### Problem statement
Pick out every line in the rows below that contains the word "water", and copy each such line.

** Start of Records to process **

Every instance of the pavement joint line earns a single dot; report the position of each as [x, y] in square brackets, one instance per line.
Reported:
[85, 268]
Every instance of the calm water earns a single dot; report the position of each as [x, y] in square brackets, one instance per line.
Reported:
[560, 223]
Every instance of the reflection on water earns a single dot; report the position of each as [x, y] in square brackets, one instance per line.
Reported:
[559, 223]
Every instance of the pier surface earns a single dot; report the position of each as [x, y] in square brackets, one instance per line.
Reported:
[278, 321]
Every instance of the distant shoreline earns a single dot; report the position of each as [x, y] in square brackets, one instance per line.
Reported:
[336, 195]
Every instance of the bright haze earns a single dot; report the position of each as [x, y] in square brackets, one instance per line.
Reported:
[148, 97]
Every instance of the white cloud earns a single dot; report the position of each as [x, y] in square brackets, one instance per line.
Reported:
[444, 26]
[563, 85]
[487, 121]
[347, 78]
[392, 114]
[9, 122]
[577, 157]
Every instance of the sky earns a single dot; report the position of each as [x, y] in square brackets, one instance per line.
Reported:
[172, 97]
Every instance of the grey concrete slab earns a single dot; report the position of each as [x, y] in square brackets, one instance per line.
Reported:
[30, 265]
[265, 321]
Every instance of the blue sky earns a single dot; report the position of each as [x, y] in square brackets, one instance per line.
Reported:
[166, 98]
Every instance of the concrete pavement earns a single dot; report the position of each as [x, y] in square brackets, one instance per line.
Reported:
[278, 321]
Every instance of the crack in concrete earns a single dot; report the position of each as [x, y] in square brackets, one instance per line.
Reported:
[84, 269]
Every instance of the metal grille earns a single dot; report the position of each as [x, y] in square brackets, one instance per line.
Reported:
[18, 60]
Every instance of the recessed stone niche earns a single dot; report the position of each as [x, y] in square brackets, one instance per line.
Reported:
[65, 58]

** End of Records to process **
** Start of Records to process **

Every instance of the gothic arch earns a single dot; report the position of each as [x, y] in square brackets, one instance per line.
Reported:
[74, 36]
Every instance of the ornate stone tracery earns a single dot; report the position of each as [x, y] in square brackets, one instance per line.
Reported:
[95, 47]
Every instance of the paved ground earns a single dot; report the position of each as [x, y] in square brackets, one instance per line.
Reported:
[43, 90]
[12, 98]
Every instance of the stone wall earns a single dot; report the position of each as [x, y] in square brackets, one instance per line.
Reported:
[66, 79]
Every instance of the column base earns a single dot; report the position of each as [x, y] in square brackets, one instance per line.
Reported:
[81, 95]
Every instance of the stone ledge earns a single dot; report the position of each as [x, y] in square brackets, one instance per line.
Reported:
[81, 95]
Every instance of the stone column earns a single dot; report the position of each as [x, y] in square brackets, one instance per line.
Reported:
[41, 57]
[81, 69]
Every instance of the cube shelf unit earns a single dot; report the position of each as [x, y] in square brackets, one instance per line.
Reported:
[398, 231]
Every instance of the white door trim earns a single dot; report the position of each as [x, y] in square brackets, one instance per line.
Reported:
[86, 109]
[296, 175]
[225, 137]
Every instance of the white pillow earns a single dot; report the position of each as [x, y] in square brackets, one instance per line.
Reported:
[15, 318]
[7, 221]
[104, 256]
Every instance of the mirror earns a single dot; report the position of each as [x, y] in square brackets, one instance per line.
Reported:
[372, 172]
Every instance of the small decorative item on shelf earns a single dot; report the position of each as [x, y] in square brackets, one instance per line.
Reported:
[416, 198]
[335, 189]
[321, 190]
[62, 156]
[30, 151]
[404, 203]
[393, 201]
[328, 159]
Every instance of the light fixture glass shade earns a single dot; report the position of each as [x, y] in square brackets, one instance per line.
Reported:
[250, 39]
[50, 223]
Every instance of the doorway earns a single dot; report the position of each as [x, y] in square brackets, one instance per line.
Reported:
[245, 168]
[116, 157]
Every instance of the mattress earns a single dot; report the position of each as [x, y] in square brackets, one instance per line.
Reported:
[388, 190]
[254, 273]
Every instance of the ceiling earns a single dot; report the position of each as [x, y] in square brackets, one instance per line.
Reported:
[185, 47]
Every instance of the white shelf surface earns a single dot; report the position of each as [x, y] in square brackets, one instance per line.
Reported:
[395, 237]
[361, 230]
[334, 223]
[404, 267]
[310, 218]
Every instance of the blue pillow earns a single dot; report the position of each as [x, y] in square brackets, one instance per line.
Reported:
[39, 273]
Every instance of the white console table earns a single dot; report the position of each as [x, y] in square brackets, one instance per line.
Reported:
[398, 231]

** End of Records to process **

### Solution for this task
Every instance of the calm water earns a single dot; report the position of each as [x, y] in square brackets, one instance per line.
Every instance of the reflection on water earns a single dot; report the position of each as [x, y] in square brackets, one instance per line.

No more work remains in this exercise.